··· PROVIDED TEXT ···

There’s a tale of two cities unfolding in eastern New Mexico: Clovis and Portales both rely on a single source of potable water, the Ogallala Aquifer. That aquifer is finite and rapidly depleting. Five years ago, New Mexico Tech offered both communities aquifer mapping research to predict how long their reserves might last. That research guided Clovis to shutting off 51 irrigation wells and saving 4 billion gallons of water. Portales didn’t choose to use it. As of June, the town was running short of water. 

“I know families who have a trickle of water coming out of a showerhead,” Ladona Clayton, executive director of the Ogallala Land and Water Conservancy, said at a November Water and Natural Resource Committee meeting. “People ask, ‘What do we do? Do we sell our homes? Do we think about moving from a community we’ve loved all our lives?’ This is what happens when water scarcity rears its head.”

The two towns demonstrate the need for planning based on solid research. And Portales has since convened a water advisory group to begin planning for the future. 

Without additional help from state agencies and institutions to examine groundwater reserves and support other planning efforts, Clayton cautioned, more communities could run dry.

··· RECORD LIST ···

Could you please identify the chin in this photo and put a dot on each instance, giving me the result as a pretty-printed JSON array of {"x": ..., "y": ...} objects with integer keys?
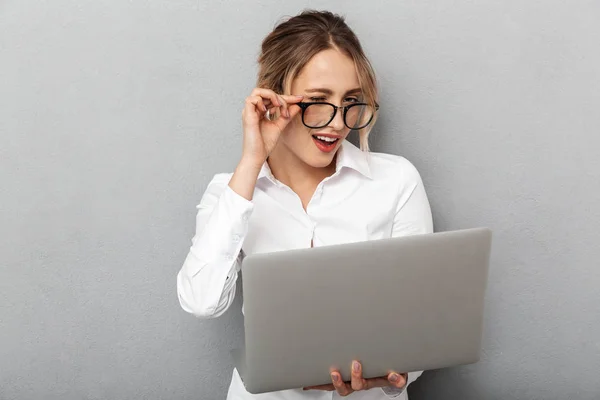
[{"x": 322, "y": 160}]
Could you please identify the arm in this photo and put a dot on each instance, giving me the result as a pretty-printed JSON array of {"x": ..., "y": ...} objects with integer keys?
[
  {"x": 207, "y": 280},
  {"x": 412, "y": 217}
]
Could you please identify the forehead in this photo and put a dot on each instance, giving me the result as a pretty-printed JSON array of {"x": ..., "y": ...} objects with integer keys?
[{"x": 327, "y": 69}]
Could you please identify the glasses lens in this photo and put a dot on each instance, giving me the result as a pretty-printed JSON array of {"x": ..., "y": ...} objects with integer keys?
[
  {"x": 318, "y": 115},
  {"x": 358, "y": 116}
]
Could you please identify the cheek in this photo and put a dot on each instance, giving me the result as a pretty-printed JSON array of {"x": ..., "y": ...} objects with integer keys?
[{"x": 296, "y": 131}]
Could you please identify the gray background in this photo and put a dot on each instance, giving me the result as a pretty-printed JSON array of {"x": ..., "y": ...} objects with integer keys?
[{"x": 114, "y": 115}]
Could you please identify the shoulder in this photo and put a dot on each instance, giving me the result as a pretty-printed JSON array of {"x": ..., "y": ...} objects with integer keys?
[{"x": 393, "y": 168}]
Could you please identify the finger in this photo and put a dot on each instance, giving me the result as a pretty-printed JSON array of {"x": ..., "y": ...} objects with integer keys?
[
  {"x": 357, "y": 381},
  {"x": 267, "y": 94},
  {"x": 291, "y": 99},
  {"x": 257, "y": 102},
  {"x": 250, "y": 114},
  {"x": 381, "y": 381},
  {"x": 283, "y": 122},
  {"x": 396, "y": 379},
  {"x": 340, "y": 386}
]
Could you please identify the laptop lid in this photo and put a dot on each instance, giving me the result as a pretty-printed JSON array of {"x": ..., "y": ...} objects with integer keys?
[{"x": 408, "y": 303}]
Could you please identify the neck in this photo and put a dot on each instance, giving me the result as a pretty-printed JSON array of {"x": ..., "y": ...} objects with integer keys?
[{"x": 295, "y": 173}]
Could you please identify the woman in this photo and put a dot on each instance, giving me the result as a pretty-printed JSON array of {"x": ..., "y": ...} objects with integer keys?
[{"x": 300, "y": 183}]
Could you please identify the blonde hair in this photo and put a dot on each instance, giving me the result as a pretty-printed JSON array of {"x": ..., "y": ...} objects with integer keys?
[{"x": 290, "y": 46}]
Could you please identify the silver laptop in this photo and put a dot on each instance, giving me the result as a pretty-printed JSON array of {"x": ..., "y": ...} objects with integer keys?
[{"x": 407, "y": 304}]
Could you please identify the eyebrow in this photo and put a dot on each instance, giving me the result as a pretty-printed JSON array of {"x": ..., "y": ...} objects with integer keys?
[{"x": 329, "y": 92}]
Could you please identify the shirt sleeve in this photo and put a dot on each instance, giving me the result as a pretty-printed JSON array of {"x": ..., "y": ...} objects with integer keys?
[
  {"x": 412, "y": 217},
  {"x": 207, "y": 280}
]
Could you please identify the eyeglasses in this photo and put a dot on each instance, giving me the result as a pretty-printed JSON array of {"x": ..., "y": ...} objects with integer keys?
[{"x": 320, "y": 114}]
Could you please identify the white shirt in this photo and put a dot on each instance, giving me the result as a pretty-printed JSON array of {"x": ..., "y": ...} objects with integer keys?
[{"x": 370, "y": 196}]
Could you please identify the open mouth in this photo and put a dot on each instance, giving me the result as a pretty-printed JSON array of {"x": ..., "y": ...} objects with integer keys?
[{"x": 325, "y": 143}]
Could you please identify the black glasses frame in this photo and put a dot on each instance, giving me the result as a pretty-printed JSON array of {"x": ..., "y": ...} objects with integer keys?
[{"x": 304, "y": 106}]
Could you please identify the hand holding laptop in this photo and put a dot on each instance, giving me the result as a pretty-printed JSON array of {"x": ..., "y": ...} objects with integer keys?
[{"x": 357, "y": 382}]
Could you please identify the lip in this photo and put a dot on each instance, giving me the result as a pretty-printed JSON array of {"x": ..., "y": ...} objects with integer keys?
[
  {"x": 324, "y": 147},
  {"x": 328, "y": 135}
]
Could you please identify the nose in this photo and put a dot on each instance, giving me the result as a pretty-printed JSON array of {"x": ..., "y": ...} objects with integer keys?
[{"x": 337, "y": 123}]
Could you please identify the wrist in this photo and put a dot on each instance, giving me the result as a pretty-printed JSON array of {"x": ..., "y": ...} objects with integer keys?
[{"x": 250, "y": 165}]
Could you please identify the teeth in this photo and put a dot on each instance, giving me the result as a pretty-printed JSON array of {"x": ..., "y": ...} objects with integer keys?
[{"x": 326, "y": 139}]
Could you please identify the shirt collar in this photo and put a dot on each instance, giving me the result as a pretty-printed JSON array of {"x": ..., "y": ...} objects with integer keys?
[{"x": 348, "y": 156}]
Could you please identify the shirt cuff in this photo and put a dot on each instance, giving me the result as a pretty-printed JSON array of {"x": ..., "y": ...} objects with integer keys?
[{"x": 392, "y": 392}]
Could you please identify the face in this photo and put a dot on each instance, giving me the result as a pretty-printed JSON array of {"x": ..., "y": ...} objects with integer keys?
[{"x": 329, "y": 76}]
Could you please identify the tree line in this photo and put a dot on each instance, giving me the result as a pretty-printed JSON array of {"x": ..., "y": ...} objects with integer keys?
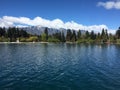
[{"x": 12, "y": 34}]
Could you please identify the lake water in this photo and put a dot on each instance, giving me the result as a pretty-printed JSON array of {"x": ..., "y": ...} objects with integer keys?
[{"x": 50, "y": 66}]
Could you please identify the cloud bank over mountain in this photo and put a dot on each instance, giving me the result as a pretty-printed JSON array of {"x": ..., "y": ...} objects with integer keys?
[
  {"x": 8, "y": 21},
  {"x": 114, "y": 4}
]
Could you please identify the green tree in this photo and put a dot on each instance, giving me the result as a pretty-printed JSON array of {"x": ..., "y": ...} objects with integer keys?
[
  {"x": 118, "y": 33},
  {"x": 79, "y": 34},
  {"x": 87, "y": 35},
  {"x": 46, "y": 32},
  {"x": 74, "y": 38},
  {"x": 43, "y": 37},
  {"x": 69, "y": 35},
  {"x": 63, "y": 37}
]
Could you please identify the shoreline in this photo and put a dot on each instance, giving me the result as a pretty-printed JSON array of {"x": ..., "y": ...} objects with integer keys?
[{"x": 54, "y": 42}]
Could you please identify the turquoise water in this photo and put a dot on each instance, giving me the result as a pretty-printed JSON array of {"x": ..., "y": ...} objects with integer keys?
[{"x": 59, "y": 67}]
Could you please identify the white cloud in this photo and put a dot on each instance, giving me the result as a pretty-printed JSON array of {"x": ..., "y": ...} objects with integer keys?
[
  {"x": 7, "y": 21},
  {"x": 114, "y": 4}
]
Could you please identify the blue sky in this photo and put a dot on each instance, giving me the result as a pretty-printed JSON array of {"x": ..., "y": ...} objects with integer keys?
[{"x": 85, "y": 12}]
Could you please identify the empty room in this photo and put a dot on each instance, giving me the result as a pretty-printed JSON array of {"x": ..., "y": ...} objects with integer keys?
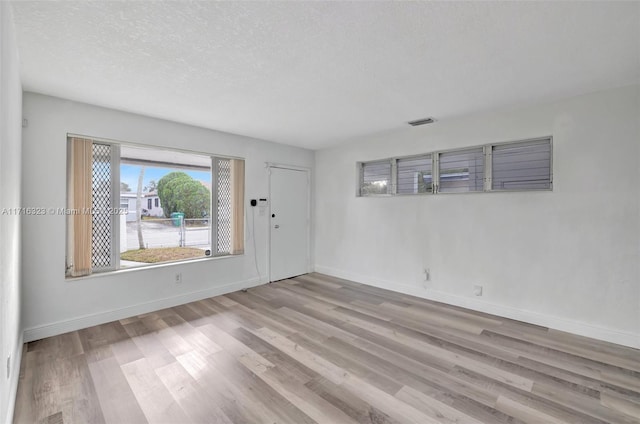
[{"x": 319, "y": 212}]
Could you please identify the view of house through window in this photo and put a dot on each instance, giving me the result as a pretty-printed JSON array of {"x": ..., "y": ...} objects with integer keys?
[{"x": 150, "y": 206}]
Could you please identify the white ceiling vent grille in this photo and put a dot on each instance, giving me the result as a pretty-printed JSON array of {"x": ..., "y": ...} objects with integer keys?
[{"x": 422, "y": 121}]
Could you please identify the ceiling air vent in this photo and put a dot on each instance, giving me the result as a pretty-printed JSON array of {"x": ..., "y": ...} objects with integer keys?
[{"x": 421, "y": 122}]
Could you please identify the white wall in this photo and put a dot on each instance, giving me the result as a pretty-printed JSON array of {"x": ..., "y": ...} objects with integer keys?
[
  {"x": 53, "y": 304},
  {"x": 10, "y": 177},
  {"x": 566, "y": 259}
]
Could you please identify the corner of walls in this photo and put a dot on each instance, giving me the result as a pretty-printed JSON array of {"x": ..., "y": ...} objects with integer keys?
[
  {"x": 14, "y": 377},
  {"x": 564, "y": 259},
  {"x": 11, "y": 336}
]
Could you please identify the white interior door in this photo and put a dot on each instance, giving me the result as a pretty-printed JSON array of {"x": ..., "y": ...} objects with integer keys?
[{"x": 289, "y": 221}]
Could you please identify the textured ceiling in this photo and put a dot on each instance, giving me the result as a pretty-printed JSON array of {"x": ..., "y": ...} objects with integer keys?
[{"x": 314, "y": 74}]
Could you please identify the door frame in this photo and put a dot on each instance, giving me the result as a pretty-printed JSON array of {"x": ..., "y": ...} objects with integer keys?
[{"x": 269, "y": 166}]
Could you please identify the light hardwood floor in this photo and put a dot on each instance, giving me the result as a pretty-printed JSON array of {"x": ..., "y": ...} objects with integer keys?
[{"x": 321, "y": 349}]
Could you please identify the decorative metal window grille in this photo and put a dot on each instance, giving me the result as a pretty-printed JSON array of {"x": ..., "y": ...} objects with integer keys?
[
  {"x": 102, "y": 232},
  {"x": 522, "y": 166},
  {"x": 415, "y": 175},
  {"x": 375, "y": 178},
  {"x": 223, "y": 185},
  {"x": 461, "y": 171}
]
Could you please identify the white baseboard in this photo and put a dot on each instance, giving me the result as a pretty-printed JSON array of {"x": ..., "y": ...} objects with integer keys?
[
  {"x": 60, "y": 327},
  {"x": 16, "y": 361},
  {"x": 558, "y": 323}
]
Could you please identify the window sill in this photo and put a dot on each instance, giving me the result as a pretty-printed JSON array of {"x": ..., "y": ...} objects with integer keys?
[{"x": 150, "y": 266}]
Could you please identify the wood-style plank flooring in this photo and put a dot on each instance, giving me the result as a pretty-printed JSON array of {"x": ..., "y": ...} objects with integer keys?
[{"x": 317, "y": 349}]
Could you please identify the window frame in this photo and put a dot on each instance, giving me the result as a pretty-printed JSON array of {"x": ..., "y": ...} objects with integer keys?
[
  {"x": 392, "y": 177},
  {"x": 433, "y": 174},
  {"x": 487, "y": 152},
  {"x": 489, "y": 162},
  {"x": 115, "y": 201}
]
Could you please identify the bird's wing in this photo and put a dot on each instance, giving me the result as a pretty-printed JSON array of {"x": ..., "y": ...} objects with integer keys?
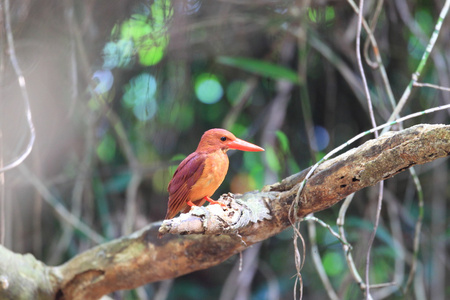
[{"x": 186, "y": 175}]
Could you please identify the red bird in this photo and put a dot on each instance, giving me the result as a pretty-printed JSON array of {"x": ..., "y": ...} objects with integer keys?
[{"x": 201, "y": 173}]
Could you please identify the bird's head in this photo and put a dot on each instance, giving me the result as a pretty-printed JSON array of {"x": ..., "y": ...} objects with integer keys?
[{"x": 217, "y": 138}]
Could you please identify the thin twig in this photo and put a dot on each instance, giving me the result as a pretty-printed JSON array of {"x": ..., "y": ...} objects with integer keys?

···

### EXERCISES TO COMPLETE
a. Write out the part of the article on Clovis and Portales water between "The two towns" and "could run dry.", inclusive.
b. List every organization or official body that the article on Clovis and Portales water mentions by name.
c. Extend the article on Clovis and Portales water from its final sentence.
The records have no connection to the article on Clovis and Portales water.

### FINAL ANSWERS
a.
The two towns demonstrate the need for planning based on solid research. And Portales has since convened a water advisory group to begin planning for the future. 

Without additional help from state agencies and institutions to examine groundwater reserves and support other planning efforts, Clayton cautioned, more communities could run dry.

b.
- New Mexico Tech
- Ogallala Land and Water Conservancy
- Water and Natural Resource Committee

c.
But lawmakers aren’t adequately funding planning efforts or mapping and monitoring aquifers, including the Ogallala, to understand how much water the state has left. That’s despite the fact that in 2023, New Mexico lawmakers unanimously passed the Water Security Planning Act, which delegated water planning to regions and required the state to provide the science necessary for those planning efforts. 

Instead, this legislative session’s bills and funding requests seem like the equivalent of running around putting out fires. Lawmakers are dedicating millions to leaking pipes and other infrastructure repairs and even emergency updates for failing IT systems. 

New Mexico Water Ambassadors, a group of water policy and management experts, stakeholders, and local and Tribal government officials who served as members of the state-authorized Water Policy and Infrastructure Task Force, found as of Jan. 26 millions still needed to be allocated toward planning efforts and the science to support them. 

Next year’s budget as outlined in the current version of House Bill 2 still underfunds water “dramatically,” according to Norm Gaume, president of the Water Advocates for New Mexico and the Middle Rio Grande and a Water Ambassador. 

“Some legislators know what water requires, and water can’t wait,” said Gaume, who spent a career in water resources engineering specializing in water management and planning. “But the governor and the Legislature as a body—they don’t get it.”

Meanwhile, “…the climate projections are bleak,” Hannah Riseley-White, director of the Interstate Stream Commission, said at a November Water and Natural Resource Committee meeting updating lawmakers on the regional water planning effort. Those projections suggest New Mexico’s water supplies could decrease by a quarter in coming decades. “If we are indeed looking at 25% less flow to our streams and aquifers, this discussion is essential.”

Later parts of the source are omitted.